**TEXT SECTION**
######
Reader Comments (42)
Most of all this surely will strengthen our resolve to exploit our own shale. Which can only be good, for security as well as prices.
With Putin flexing his muscles over Syria, the sooner independence from Russian gas comes the better.
With Putin flexing his muscles over Syria, the sooner independence from Russian gas comes the better.
Aug 29, 2013 at 12:19 PM | Unregistered CommenterBloke down the pub
Even necessary.
The more other countries start to extract shale gas, the greater the pressure on the UK to get on with it. Hopefully they will make sure the fracking is well controlled and doesn't give any ammunition to those who argue fracking is dangerous.
Well, that's one beauty of the market: first-mover advantage. Central Europe will reap the advantage, and good on them. You could say the UK's lethargy has kept its shale gas in strategic reserve. :-)
Shale is going to be the game-changer we always thought it would be.
Truth is it is the last stand for the anti-capitalists. They are almost certainly going to orchestrate a ban/unprofitability tax on it in this country. But then will have to explain to the British public why energy costs, and CO2 emissions, start dropping in shale-exploiting countries (who aren't experiencing any ill-effects).
It'll be fun watching them squirm. Shame about all the pensioners who'll have to die to prove the point.
The problem is this. The Greens couldn't see shale gas coming - and they are FURIOUS....
RE the update: Tim wrote "if we all go hell for leather".
To put that into perspective, hell for leather in the Ofgem/Poyry report was production of about 75bcm of shale gas a year spread across the shale regions of Europe. European consumption of gas is approaching 500bcm a year I think. Production is about 180bcm. The later Caudrilla/Poyry report had Lancashire alone producing 20bcm a year.
######
(Stored items)
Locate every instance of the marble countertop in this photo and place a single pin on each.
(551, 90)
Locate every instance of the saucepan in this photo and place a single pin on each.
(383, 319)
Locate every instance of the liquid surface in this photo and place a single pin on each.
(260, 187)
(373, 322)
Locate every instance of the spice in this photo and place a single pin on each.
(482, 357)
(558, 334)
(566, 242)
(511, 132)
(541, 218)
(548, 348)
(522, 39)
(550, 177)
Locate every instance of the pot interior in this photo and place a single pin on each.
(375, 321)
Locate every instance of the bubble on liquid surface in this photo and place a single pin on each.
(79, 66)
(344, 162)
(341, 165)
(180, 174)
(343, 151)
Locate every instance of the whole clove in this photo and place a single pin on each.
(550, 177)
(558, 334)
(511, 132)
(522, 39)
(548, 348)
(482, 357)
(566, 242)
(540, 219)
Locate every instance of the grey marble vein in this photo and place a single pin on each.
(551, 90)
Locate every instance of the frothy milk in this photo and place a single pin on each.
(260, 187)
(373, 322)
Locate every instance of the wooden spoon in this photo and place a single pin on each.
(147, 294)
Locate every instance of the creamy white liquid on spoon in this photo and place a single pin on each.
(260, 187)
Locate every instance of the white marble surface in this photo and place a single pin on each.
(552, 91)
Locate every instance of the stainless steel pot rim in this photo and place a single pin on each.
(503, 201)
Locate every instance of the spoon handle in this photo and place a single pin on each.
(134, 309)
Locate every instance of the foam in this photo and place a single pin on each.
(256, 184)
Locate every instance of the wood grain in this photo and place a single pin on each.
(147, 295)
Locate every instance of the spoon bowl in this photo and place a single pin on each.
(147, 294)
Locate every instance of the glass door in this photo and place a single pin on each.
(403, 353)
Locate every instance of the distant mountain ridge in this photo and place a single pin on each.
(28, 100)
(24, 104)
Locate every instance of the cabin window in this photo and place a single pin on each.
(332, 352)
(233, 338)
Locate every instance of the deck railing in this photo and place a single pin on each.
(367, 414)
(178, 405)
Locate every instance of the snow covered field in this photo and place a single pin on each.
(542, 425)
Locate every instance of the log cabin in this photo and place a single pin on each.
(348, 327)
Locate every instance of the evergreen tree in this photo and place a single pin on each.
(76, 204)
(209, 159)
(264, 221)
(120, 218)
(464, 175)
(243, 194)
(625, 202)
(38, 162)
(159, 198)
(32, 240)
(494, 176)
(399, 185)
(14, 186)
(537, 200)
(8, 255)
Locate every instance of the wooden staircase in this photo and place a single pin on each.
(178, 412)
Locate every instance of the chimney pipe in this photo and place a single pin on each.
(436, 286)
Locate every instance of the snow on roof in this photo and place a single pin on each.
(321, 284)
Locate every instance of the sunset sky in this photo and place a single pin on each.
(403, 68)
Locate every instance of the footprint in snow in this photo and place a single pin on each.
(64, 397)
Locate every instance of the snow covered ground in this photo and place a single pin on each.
######
**PROBLEM TO SOLVE**
Duplicate the reader comments on shale gas verbatim, covering everything from "RE the update: Tim" down to "20bcm a year.".

**EXERCISE OUTPUT**
RE the update: Tim wrote "if we all go hell for leather".
To put that into perspective, hell for leather in the Ofgem/Poyry report was production of about 75bcm of shale gas a year spread across the shale regions of Europe. European consumption of gas is approaching 500bcm a year I think. Production is about 180bcm. The later Caudrilla/Poyry report had Lancashire alone producing 20bcm a year.